**Assigned task**
Duplicate everything in the text on the New Mexico nuclear waste leak from "The website Veterans" down to "imagine its potency.".

**Text provided**
==*==

At Planet Waves, we keep a close eye on nuclear issues and the horoscopes of nuclear events. If you’re curious about the topic, I can share with you an article we published in November called Notes from Downwind. There is a central chart to track these issues, called the Nuclear Axis. Right now, Neptune is the most active chart in the Nuclear Axis chart — which means that we will be seeing a lot more news about radiation leaks, and radiation in water. This week we have several such stories, researched by Elizabeth Michaud and Chad Woodward. –efc

There’s a place in New Mexico used as a nuclear dump, with a fancy name: a Waste Isolation Pilot Plant, or WIPP. Located near a town called Carlsbad, it’s basically a deep hole leading to a facility beneath the magnificent New Mexico landscape.
There, the government deposits waste materials left over from research and production of nuclear bombs, many of which were tested in New Mexico. The dump is located deep within an area excavated out of a thick layer of salt in the Earth’s crust, about 2,200 feet down.
It’s supposed to hold out for 10,000 years.
But two weeks ago, managers of the privately-run facility noticed that there was a radiation leak, which means radioactivity being released from the nuclear waste containment area to the outer environment. It went from hundreds of feet under the ground clear to the surface, where it was detected. This is no ordinary leak — it contains plutonium, the bad boy of nuclear materials. Officials there claim to not know how it happened, but it may be that a ceiling collapse crushed radioactive waste barrels.

The current series of problems goes back to Feb. 5, when a fire broke out in an underground vehicle used to haul salt. That was in a non-radioactive area. Then on Feb. 14, radiation detectors went off, leading to the plant’s management issuing a shelter in place order for all employees. On Feb. 28, the facility’s owners admitted that 13 people had been contaminated.
The website Veterans Today is reporting that there is an active fire in the dump, and that enough radiation to kill 35,000 people had been released. If we are talking about plutonium, which has escaped from the underground dump, that would be the equivalent of about a grain of sand or less.
Whatever is happening inside this place, the radiation took a lot less than 10,000 years to get out. And that is the nuclear problem. No matter how safe anyone claims it is, radiation is extremely difficult to contain. And it’s so toxic it’s difficult to imagine its potency.

==*==

**Stored data**

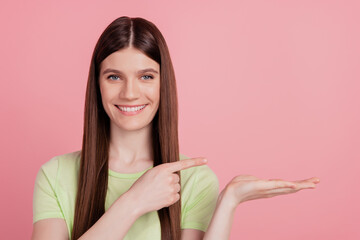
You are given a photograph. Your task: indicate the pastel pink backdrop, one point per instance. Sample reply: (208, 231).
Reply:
(268, 88)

==*==

**Task solution**
The website Veterans Today is reporting that there is an active fire in the dump, and that enough radiation to kill 35,000 people had been released. If we are talking about plutonium, which has escaped from the underground dump, that would be the equivalent of about a grain of sand or less.
Whatever is happening inside this place, the radiation took a lot less than 10,000 years to get out. And that is the nuclear problem. No matter how safe anyone claims it is, radiation is extremely difficult to contain. And it’s so toxic it’s difficult to imagine its potency.